» THE TASK
Go through the entries and say how many lines contain the string "metal". The number is the whole answer.

=== EXERCISE MATERIAL ===

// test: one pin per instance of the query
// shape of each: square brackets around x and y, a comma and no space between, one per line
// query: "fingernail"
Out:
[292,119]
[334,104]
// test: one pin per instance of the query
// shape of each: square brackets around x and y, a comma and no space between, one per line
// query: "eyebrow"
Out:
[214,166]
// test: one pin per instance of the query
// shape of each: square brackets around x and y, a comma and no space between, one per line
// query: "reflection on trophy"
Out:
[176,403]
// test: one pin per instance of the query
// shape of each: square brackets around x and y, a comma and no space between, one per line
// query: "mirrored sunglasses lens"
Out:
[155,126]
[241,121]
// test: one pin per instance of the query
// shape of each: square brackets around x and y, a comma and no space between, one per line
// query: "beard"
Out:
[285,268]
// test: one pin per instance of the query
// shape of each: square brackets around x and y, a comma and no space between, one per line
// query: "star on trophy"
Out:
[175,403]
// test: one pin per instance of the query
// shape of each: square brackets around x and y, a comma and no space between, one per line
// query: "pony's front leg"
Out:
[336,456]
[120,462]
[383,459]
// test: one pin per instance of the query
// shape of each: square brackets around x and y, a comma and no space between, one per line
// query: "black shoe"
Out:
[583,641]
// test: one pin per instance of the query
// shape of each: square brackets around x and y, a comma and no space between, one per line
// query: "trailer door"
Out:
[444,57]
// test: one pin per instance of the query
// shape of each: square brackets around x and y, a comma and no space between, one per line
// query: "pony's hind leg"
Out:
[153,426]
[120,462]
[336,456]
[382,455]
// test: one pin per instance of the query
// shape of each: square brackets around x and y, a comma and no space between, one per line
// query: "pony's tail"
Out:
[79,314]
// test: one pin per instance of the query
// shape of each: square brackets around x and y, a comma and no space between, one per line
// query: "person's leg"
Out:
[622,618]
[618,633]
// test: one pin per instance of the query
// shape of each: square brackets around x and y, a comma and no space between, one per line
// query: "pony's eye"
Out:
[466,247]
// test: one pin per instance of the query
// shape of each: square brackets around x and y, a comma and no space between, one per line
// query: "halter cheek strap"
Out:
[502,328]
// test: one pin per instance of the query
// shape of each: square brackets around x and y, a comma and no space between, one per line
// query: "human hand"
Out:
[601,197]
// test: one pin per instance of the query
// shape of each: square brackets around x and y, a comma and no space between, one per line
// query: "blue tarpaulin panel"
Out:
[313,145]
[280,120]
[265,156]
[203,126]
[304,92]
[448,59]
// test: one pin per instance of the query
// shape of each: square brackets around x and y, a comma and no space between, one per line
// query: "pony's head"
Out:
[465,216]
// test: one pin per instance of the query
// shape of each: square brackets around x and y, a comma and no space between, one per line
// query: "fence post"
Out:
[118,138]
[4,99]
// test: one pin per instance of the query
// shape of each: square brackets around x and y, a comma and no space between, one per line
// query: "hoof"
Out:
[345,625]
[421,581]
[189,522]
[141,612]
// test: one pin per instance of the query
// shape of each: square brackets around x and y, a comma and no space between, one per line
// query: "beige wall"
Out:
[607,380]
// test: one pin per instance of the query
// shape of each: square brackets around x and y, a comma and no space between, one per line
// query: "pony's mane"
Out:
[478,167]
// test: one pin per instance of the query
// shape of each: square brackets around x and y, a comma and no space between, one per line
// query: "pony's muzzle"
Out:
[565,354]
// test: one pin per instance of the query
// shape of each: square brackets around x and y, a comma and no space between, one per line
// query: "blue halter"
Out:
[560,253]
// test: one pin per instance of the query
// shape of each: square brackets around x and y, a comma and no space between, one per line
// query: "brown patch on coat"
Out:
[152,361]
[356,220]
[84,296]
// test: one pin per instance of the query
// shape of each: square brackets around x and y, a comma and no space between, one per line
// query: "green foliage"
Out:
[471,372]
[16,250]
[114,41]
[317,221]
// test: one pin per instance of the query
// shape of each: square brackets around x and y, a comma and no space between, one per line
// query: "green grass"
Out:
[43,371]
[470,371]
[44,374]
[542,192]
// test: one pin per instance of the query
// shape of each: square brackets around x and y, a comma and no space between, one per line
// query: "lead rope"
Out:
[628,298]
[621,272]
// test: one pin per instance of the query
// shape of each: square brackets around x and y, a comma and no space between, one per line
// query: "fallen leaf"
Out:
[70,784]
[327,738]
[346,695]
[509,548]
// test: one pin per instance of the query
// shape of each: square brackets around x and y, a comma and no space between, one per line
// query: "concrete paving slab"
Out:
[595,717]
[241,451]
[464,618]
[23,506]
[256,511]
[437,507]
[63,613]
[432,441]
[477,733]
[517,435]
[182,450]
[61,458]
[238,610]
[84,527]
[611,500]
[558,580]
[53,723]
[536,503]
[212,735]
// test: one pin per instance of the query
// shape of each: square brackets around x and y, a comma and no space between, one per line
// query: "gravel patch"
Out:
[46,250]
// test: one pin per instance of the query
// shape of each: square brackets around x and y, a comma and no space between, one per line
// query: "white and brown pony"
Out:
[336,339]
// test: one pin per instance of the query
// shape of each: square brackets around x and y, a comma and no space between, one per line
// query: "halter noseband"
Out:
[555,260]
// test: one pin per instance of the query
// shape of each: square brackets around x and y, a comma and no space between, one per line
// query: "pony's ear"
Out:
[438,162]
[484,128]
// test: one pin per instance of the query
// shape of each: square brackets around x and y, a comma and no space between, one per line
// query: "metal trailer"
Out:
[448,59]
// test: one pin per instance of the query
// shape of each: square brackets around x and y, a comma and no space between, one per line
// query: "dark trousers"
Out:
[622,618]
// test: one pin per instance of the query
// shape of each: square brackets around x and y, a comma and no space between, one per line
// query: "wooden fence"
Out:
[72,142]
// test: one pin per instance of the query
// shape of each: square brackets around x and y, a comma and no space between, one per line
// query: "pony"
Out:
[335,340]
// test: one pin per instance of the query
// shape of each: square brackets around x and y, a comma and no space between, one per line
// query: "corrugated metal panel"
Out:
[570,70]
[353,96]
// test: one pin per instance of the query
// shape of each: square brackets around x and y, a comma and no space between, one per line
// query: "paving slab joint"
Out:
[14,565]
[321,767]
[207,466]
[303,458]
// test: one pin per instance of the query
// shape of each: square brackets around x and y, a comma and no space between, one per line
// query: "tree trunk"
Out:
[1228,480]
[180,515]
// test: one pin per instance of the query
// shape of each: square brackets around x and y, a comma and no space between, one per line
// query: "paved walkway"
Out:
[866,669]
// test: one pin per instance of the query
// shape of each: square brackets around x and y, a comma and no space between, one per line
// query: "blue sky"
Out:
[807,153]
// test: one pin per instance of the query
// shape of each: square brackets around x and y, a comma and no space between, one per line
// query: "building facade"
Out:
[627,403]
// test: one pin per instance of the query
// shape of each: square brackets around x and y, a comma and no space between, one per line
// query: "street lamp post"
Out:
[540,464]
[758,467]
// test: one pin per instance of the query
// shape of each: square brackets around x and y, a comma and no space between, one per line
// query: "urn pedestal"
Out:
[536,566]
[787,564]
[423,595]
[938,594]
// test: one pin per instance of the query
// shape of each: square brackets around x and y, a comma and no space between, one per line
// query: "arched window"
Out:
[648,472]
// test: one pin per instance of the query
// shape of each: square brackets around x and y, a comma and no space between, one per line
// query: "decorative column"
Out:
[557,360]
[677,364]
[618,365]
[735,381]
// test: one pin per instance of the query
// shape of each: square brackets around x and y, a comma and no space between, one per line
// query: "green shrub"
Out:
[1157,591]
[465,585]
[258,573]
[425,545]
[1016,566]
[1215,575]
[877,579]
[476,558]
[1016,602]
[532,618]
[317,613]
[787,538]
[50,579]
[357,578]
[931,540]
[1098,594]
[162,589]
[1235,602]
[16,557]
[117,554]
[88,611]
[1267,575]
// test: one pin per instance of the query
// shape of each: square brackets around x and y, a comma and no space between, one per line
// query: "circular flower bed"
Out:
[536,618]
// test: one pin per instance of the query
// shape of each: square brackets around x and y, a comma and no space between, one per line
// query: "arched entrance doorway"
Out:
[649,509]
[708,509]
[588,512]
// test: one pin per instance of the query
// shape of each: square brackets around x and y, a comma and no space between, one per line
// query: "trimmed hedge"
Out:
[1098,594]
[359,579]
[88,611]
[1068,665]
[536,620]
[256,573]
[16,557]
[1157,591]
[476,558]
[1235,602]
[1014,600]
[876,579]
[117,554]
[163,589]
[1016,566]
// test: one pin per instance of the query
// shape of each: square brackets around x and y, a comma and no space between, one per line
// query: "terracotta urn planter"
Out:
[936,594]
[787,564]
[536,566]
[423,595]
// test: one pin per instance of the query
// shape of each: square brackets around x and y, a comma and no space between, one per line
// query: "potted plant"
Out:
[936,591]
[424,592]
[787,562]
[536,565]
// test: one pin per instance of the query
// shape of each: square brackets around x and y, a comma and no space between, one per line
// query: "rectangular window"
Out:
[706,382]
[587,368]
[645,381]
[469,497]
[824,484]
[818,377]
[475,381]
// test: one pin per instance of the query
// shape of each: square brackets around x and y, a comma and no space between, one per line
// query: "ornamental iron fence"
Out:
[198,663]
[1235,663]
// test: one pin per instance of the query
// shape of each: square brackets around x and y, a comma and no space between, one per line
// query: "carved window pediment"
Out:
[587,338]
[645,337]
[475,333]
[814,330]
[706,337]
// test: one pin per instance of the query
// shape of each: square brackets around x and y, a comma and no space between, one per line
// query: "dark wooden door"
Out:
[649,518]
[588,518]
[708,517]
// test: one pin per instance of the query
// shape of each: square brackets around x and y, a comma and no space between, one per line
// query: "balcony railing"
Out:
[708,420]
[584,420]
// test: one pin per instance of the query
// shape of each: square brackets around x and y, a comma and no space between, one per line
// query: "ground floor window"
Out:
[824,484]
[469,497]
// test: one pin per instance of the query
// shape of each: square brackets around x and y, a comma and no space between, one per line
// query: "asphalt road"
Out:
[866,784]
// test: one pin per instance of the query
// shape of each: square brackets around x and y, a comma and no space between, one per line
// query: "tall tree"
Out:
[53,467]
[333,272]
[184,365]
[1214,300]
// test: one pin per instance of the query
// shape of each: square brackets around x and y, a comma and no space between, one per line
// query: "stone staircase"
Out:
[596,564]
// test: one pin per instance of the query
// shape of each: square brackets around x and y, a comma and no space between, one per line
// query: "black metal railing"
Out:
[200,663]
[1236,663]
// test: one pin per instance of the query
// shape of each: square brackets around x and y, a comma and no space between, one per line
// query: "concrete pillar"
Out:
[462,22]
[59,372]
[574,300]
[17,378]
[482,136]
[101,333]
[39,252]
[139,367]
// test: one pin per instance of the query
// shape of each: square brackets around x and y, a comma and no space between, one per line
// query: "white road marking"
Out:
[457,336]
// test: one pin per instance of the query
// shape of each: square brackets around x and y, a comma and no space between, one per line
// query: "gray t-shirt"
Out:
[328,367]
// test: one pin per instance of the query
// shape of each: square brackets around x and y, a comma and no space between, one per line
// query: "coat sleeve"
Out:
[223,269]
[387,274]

===

» WRITTEN SOLUTION
3